> Directions:
Exactly reproduce the lines from the line that has "person's hand, newline-separated" down to the last line of the entries, inclusive.

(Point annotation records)
§ §

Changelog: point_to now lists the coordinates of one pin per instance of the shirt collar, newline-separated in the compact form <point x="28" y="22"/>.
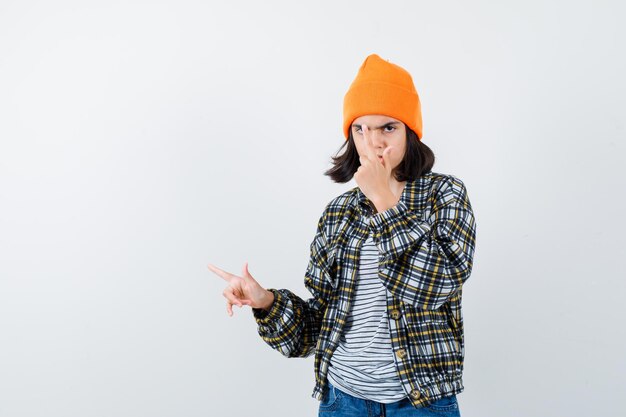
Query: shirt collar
<point x="408" y="193"/>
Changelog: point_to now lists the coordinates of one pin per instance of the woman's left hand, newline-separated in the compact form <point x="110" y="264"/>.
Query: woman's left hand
<point x="374" y="175"/>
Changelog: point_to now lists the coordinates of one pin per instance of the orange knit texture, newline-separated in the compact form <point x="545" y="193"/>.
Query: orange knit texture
<point x="381" y="87"/>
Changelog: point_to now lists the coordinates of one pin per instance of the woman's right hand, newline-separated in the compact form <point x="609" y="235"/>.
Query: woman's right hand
<point x="244" y="290"/>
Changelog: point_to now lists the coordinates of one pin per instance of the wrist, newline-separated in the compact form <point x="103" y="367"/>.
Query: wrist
<point x="267" y="301"/>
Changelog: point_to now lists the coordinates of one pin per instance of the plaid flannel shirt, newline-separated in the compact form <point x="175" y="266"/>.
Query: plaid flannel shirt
<point x="426" y="248"/>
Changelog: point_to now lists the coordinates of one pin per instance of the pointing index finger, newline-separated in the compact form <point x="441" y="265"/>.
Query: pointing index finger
<point x="226" y="275"/>
<point x="369" y="146"/>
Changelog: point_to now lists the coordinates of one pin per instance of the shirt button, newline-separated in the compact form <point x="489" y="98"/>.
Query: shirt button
<point x="401" y="353"/>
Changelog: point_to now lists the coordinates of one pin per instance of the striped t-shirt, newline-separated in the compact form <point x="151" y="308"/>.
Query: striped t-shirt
<point x="363" y="363"/>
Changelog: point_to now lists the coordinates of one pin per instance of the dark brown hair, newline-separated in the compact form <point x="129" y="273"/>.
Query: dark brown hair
<point x="418" y="160"/>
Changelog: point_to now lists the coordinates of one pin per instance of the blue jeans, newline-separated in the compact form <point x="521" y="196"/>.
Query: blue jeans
<point x="337" y="403"/>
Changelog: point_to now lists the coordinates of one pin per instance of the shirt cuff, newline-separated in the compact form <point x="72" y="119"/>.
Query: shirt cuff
<point x="380" y="221"/>
<point x="278" y="306"/>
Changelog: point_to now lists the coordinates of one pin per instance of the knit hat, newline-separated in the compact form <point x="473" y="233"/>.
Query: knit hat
<point x="384" y="88"/>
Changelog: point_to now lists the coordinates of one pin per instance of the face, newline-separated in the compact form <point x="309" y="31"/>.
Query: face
<point x="385" y="132"/>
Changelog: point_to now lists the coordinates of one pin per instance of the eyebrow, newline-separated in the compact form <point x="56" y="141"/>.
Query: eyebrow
<point x="378" y="127"/>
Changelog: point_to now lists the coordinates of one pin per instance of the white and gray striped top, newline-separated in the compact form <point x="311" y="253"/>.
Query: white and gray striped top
<point x="363" y="362"/>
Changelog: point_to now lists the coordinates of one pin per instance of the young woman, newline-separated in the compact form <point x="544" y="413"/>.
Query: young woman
<point x="387" y="266"/>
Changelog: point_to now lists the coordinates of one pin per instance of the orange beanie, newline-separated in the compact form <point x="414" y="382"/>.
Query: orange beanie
<point x="384" y="88"/>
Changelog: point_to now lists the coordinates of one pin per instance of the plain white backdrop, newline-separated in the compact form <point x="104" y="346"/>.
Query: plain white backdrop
<point x="141" y="140"/>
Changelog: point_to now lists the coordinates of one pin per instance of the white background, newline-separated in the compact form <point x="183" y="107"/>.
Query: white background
<point x="141" y="140"/>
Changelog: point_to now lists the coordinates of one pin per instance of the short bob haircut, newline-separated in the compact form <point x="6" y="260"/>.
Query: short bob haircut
<point x="418" y="160"/>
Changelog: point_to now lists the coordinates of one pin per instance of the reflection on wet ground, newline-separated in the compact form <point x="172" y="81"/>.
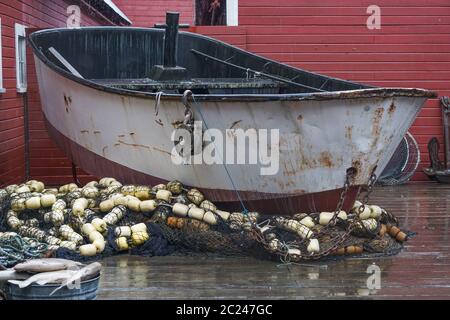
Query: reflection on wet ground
<point x="420" y="271"/>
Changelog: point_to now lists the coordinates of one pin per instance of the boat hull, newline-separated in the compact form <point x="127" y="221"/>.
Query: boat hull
<point x="109" y="134"/>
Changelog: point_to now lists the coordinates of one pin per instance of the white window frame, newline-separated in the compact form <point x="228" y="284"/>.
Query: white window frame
<point x="21" y="58"/>
<point x="232" y="13"/>
<point x="2" y="89"/>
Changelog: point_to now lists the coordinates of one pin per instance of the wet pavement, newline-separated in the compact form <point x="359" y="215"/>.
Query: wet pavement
<point x="420" y="271"/>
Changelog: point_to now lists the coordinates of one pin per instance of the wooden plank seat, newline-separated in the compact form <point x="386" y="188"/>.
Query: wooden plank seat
<point x="195" y="83"/>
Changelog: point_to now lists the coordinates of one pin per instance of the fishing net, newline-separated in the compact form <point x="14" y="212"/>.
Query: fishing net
<point x="169" y="219"/>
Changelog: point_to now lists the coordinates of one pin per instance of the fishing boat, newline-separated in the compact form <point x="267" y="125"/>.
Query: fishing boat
<point x="112" y="97"/>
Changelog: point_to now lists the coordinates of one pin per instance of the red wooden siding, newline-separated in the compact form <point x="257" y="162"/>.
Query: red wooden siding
<point x="47" y="162"/>
<point x="412" y="48"/>
<point x="145" y="13"/>
<point x="330" y="36"/>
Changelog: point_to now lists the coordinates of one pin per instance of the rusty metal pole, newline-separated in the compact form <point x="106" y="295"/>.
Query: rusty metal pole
<point x="445" y="102"/>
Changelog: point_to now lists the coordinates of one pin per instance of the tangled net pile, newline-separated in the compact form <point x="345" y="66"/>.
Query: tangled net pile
<point x="105" y="218"/>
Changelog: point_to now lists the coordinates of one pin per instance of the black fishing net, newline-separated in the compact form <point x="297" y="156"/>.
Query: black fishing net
<point x="250" y="234"/>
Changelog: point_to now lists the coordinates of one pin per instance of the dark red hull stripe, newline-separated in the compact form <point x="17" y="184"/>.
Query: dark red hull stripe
<point x="268" y="203"/>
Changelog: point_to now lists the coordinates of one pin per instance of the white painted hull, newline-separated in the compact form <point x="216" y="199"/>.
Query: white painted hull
<point x="319" y="140"/>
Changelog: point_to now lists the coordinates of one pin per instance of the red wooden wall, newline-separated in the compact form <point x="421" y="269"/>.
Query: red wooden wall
<point x="329" y="36"/>
<point x="412" y="48"/>
<point x="47" y="162"/>
<point x="145" y="13"/>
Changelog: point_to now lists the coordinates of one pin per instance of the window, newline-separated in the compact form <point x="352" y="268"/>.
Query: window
<point x="216" y="12"/>
<point x="21" y="58"/>
<point x="2" y="89"/>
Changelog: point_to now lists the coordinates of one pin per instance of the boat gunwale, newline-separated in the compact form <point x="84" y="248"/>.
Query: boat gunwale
<point x="370" y="92"/>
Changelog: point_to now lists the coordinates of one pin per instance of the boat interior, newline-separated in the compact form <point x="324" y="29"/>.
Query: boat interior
<point x="126" y="59"/>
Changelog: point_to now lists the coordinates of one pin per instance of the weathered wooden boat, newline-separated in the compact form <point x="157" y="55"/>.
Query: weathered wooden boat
<point x="99" y="86"/>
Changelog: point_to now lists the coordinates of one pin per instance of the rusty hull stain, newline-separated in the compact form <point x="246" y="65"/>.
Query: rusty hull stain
<point x="132" y="144"/>
<point x="376" y="122"/>
<point x="161" y="150"/>
<point x="325" y="159"/>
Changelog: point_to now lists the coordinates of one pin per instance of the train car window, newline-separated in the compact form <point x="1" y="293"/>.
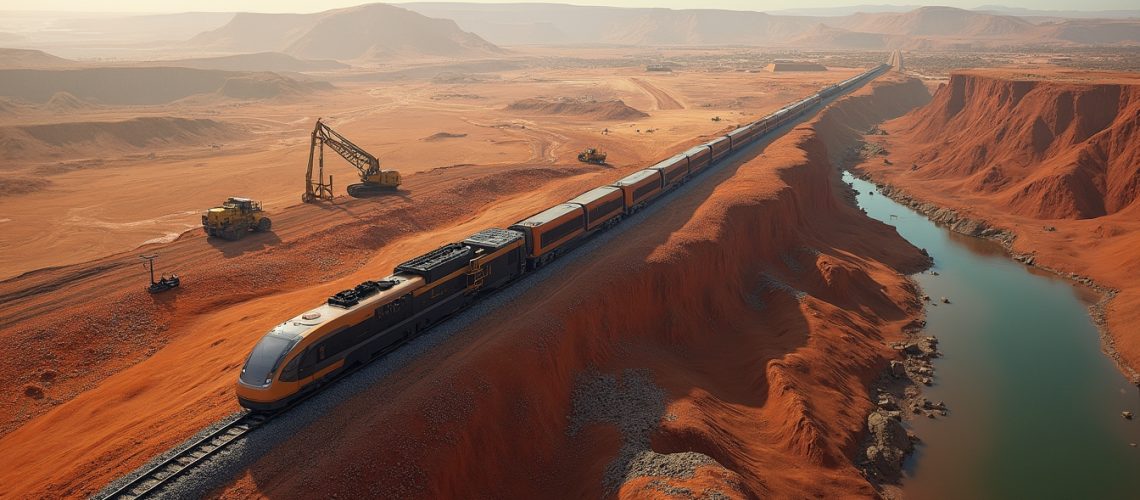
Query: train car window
<point x="265" y="359"/>
<point x="290" y="373"/>
<point x="308" y="361"/>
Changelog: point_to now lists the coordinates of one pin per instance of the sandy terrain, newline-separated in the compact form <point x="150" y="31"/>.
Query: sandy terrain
<point x="168" y="362"/>
<point x="735" y="386"/>
<point x="258" y="148"/>
<point x="1050" y="155"/>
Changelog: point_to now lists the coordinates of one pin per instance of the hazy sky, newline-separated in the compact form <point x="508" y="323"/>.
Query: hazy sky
<point x="310" y="6"/>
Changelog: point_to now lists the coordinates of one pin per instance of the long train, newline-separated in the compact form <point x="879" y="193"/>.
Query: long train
<point x="374" y="318"/>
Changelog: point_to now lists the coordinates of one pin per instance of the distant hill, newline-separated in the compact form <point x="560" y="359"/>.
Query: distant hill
<point x="839" y="11"/>
<point x="368" y="32"/>
<point x="25" y="58"/>
<point x="861" y="26"/>
<point x="153" y="26"/>
<point x="260" y="62"/>
<point x="564" y="24"/>
<point x="823" y="35"/>
<point x="1094" y="32"/>
<point x="1060" y="14"/>
<point x="936" y="22"/>
<point x="144" y="85"/>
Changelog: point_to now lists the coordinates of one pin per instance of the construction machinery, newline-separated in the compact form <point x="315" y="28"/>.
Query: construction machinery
<point x="373" y="180"/>
<point x="235" y="218"/>
<point x="163" y="284"/>
<point x="592" y="155"/>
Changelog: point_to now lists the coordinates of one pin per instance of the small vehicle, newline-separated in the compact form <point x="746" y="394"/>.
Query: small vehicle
<point x="163" y="284"/>
<point x="235" y="218"/>
<point x="592" y="155"/>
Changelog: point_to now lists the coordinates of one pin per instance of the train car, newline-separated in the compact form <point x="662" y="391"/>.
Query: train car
<point x="674" y="171"/>
<point x="373" y="318"/>
<point x="764" y="125"/>
<point x="604" y="206"/>
<point x="550" y="232"/>
<point x="640" y="188"/>
<point x="699" y="158"/>
<point x="721" y="147"/>
<point x="741" y="137"/>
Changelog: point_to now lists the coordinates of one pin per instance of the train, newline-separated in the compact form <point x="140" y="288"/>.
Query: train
<point x="358" y="325"/>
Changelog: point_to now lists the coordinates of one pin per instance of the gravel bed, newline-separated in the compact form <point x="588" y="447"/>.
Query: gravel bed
<point x="226" y="465"/>
<point x="636" y="407"/>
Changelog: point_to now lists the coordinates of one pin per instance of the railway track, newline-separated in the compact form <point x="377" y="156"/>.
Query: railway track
<point x="153" y="480"/>
<point x="167" y="470"/>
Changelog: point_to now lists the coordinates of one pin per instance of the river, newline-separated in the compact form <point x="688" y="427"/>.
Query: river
<point x="1035" y="404"/>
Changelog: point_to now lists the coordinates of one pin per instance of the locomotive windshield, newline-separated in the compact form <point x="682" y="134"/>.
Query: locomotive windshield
<point x="266" y="358"/>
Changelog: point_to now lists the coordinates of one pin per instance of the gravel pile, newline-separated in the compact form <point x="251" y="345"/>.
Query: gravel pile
<point x="635" y="406"/>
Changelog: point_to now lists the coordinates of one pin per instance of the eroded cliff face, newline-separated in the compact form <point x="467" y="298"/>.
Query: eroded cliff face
<point x="1039" y="148"/>
<point x="1048" y="166"/>
<point x="723" y="343"/>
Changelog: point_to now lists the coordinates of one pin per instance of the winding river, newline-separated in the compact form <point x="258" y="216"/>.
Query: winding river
<point x="1035" y="404"/>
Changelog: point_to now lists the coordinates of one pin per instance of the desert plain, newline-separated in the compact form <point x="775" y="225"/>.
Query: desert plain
<point x="722" y="345"/>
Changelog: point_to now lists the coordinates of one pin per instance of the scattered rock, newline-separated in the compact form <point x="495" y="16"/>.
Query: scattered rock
<point x="33" y="392"/>
<point x="890" y="443"/>
<point x="897" y="369"/>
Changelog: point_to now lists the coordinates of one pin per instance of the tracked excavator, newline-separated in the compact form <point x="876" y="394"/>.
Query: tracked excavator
<point x="373" y="180"/>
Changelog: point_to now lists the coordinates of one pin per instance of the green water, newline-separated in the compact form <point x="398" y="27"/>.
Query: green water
<point x="1035" y="406"/>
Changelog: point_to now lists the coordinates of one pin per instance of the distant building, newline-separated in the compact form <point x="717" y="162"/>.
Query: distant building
<point x="784" y="65"/>
<point x="896" y="60"/>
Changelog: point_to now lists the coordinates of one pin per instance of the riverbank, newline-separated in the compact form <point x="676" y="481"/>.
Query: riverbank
<point x="994" y="157"/>
<point x="980" y="228"/>
<point x="747" y="317"/>
<point x="1037" y="409"/>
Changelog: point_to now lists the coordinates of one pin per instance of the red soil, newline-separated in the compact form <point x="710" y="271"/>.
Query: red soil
<point x="1053" y="156"/>
<point x="100" y="376"/>
<point x="772" y="387"/>
<point x="609" y="109"/>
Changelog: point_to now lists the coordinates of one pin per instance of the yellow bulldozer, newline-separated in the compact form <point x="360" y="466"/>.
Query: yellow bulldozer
<point x="592" y="155"/>
<point x="235" y="218"/>
<point x="373" y="180"/>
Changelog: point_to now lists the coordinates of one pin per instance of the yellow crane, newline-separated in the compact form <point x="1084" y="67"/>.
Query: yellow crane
<point x="373" y="180"/>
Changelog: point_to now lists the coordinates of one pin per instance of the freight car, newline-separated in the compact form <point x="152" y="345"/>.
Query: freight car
<point x="373" y="318"/>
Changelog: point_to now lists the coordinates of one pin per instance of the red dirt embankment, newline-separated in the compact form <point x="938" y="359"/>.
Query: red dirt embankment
<point x="1036" y="148"/>
<point x="1055" y="157"/>
<point x="723" y="344"/>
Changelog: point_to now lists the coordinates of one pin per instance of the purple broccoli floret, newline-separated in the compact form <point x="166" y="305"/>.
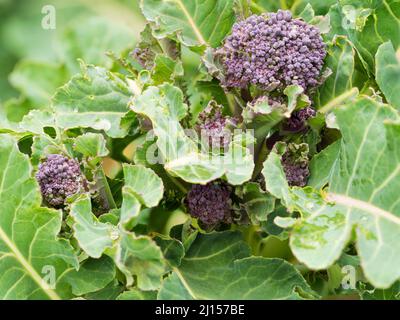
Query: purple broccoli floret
<point x="298" y="121"/>
<point x="210" y="203"/>
<point x="273" y="51"/>
<point x="59" y="177"/>
<point x="273" y="101"/>
<point x="214" y="127"/>
<point x="295" y="164"/>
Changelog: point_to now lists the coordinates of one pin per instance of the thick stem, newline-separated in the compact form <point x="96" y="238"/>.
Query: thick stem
<point x="104" y="190"/>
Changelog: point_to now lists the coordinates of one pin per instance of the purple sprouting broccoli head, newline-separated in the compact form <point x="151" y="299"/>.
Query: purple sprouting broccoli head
<point x="210" y="203"/>
<point x="214" y="127"/>
<point x="59" y="177"/>
<point x="273" y="51"/>
<point x="295" y="164"/>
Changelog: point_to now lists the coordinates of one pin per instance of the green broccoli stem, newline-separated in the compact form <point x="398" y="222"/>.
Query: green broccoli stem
<point x="104" y="190"/>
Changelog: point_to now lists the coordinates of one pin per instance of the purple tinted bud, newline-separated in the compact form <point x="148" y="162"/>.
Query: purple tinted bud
<point x="295" y="164"/>
<point x="297" y="122"/>
<point x="273" y="101"/>
<point x="59" y="177"/>
<point x="210" y="203"/>
<point x="262" y="50"/>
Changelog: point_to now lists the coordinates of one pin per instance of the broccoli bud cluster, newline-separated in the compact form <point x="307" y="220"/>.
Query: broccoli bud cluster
<point x="297" y="122"/>
<point x="295" y="164"/>
<point x="210" y="203"/>
<point x="273" y="51"/>
<point x="215" y="127"/>
<point x="274" y="102"/>
<point x="59" y="177"/>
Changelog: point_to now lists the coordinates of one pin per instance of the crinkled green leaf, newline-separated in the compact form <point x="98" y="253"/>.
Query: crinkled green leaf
<point x="166" y="69"/>
<point x="142" y="187"/>
<point x="96" y="99"/>
<point x="91" y="145"/>
<point x="136" y="294"/>
<point x="93" y="236"/>
<point x="38" y="80"/>
<point x="321" y="166"/>
<point x="179" y="151"/>
<point x="195" y="22"/>
<point x="368" y="24"/>
<point x="91" y="39"/>
<point x="32" y="257"/>
<point x="388" y="73"/>
<point x="140" y="256"/>
<point x="218" y="266"/>
<point x="36" y="120"/>
<point x="341" y="60"/>
<point x="361" y="196"/>
<point x="93" y="275"/>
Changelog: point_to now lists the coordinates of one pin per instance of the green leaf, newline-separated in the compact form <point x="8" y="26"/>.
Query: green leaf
<point x="93" y="236"/>
<point x="93" y="275"/>
<point x="140" y="256"/>
<point x="196" y="22"/>
<point x="321" y="166"/>
<point x="38" y="80"/>
<point x="368" y="24"/>
<point x="392" y="293"/>
<point x="361" y="196"/>
<point x="172" y="250"/>
<point x="275" y="178"/>
<point x="36" y="120"/>
<point x="166" y="69"/>
<point x="341" y="60"/>
<point x="180" y="153"/>
<point x="257" y="203"/>
<point x="388" y="73"/>
<point x="136" y="294"/>
<point x="91" y="145"/>
<point x="90" y="39"/>
<point x="142" y="187"/>
<point x="218" y="266"/>
<point x="96" y="99"/>
<point x="32" y="256"/>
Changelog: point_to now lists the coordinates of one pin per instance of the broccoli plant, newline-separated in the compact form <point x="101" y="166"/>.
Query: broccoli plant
<point x="234" y="150"/>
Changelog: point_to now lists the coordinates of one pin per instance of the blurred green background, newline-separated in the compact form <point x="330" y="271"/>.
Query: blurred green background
<point x="34" y="61"/>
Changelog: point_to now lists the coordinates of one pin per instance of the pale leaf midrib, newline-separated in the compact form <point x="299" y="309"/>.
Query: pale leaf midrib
<point x="197" y="32"/>
<point x="364" y="206"/>
<point x="29" y="269"/>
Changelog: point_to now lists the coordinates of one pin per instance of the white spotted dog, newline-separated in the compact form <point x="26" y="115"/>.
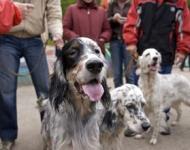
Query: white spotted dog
<point x="132" y="98"/>
<point x="78" y="82"/>
<point x="161" y="91"/>
<point x="126" y="114"/>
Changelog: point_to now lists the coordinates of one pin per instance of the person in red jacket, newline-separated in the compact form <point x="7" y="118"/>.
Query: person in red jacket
<point x="11" y="14"/>
<point x="160" y="24"/>
<point x="86" y="19"/>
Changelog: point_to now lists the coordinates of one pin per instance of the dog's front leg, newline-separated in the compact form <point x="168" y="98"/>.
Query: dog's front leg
<point x="156" y="125"/>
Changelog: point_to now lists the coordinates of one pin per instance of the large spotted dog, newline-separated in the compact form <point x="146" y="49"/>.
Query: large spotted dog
<point x="77" y="84"/>
<point x="161" y="91"/>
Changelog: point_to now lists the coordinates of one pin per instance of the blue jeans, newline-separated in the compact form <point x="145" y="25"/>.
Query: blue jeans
<point x="120" y="59"/>
<point x="11" y="50"/>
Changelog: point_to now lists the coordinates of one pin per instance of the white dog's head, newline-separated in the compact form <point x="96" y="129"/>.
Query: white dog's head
<point x="149" y="61"/>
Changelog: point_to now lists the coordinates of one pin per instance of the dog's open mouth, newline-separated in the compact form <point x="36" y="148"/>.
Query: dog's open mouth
<point x="93" y="89"/>
<point x="153" y="66"/>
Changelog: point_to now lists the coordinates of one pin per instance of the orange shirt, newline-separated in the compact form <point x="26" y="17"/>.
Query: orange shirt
<point x="104" y="4"/>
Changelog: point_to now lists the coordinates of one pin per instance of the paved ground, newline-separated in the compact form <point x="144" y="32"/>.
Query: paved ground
<point x="29" y="127"/>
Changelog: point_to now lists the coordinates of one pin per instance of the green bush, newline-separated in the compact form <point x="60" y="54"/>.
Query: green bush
<point x="66" y="3"/>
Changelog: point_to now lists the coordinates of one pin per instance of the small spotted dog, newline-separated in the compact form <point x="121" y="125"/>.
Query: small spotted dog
<point x="161" y="91"/>
<point x="126" y="114"/>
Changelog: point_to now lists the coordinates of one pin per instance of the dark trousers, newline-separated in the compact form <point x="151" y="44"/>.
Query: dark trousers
<point x="120" y="61"/>
<point x="11" y="50"/>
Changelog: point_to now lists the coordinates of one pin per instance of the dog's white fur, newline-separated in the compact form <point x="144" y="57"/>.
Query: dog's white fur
<point x="131" y="95"/>
<point x="161" y="91"/>
<point x="132" y="102"/>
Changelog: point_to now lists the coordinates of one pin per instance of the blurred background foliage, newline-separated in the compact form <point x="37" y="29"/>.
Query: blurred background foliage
<point x="66" y="3"/>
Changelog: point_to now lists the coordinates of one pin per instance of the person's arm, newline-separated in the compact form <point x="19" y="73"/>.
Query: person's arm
<point x="130" y="29"/>
<point x="25" y="8"/>
<point x="68" y="24"/>
<point x="54" y="21"/>
<point x="183" y="31"/>
<point x="106" y="30"/>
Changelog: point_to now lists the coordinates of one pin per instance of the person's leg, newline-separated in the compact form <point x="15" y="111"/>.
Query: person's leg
<point x="189" y="60"/>
<point x="36" y="60"/>
<point x="183" y="64"/>
<point x="129" y="65"/>
<point x="116" y="62"/>
<point x="9" y="63"/>
<point x="167" y="69"/>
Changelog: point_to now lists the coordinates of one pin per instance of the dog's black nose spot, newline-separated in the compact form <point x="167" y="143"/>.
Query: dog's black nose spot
<point x="145" y="126"/>
<point x="94" y="66"/>
<point x="155" y="59"/>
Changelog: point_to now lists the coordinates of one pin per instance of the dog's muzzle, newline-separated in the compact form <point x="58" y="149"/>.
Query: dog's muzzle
<point x="94" y="66"/>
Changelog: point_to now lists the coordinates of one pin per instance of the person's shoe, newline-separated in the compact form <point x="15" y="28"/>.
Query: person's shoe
<point x="7" y="145"/>
<point x="1" y="145"/>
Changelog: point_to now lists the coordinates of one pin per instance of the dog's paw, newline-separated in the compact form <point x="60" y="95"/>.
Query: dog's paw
<point x="174" y="123"/>
<point x="139" y="136"/>
<point x="153" y="141"/>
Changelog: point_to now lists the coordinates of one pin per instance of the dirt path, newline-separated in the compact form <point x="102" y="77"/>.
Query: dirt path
<point x="29" y="128"/>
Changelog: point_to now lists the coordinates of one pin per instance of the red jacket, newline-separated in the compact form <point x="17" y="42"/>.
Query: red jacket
<point x="10" y="15"/>
<point x="161" y="24"/>
<point x="87" y="21"/>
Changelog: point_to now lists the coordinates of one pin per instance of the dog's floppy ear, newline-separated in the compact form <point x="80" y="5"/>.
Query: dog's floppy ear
<point x="138" y="69"/>
<point x="58" y="84"/>
<point x="106" y="98"/>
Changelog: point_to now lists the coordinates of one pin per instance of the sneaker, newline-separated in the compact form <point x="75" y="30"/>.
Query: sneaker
<point x="7" y="145"/>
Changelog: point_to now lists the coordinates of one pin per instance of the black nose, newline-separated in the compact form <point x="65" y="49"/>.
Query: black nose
<point x="155" y="59"/>
<point x="145" y="126"/>
<point x="94" y="66"/>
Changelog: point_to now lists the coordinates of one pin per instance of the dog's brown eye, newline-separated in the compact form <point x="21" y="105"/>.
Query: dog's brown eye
<point x="131" y="107"/>
<point x="97" y="51"/>
<point x="73" y="53"/>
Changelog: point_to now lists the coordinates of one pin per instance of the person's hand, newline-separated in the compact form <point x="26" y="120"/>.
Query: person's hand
<point x="132" y="49"/>
<point x="179" y="58"/>
<point x="25" y="8"/>
<point x="118" y="18"/>
<point x="58" y="40"/>
<point x="101" y="43"/>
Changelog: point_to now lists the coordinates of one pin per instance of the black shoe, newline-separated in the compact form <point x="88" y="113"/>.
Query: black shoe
<point x="7" y="145"/>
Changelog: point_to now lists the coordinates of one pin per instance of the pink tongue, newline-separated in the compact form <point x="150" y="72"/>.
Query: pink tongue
<point x="94" y="91"/>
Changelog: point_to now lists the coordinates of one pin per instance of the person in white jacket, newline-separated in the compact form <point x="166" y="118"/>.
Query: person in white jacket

§ §

> Reply to the task:
Changelog: point_to now lists the coordinates of one pin per instance of the person's hand, newline-separated in the compact form <point x="26" y="120"/>.
Query: person's hand
<point x="132" y="49"/>
<point x="179" y="58"/>
<point x="25" y="8"/>
<point x="118" y="18"/>
<point x="58" y="40"/>
<point x="101" y="43"/>
Changelog: point_to now lists the coordinates of one pin per instance of the black shoe, newline-separated in the compact form <point x="88" y="113"/>.
Query: black shoe
<point x="7" y="145"/>
Changelog: point_to now lists the coordinates of one pin per instance of the pink tongue, newline-separated in the compact form <point x="150" y="72"/>.
Query: pink tongue
<point x="94" y="91"/>
Changelog: point_to now lists the coordinates of one pin per instance of the person in white jacket, newline-separated in the compact form <point x="166" y="118"/>.
Query: person in white jacket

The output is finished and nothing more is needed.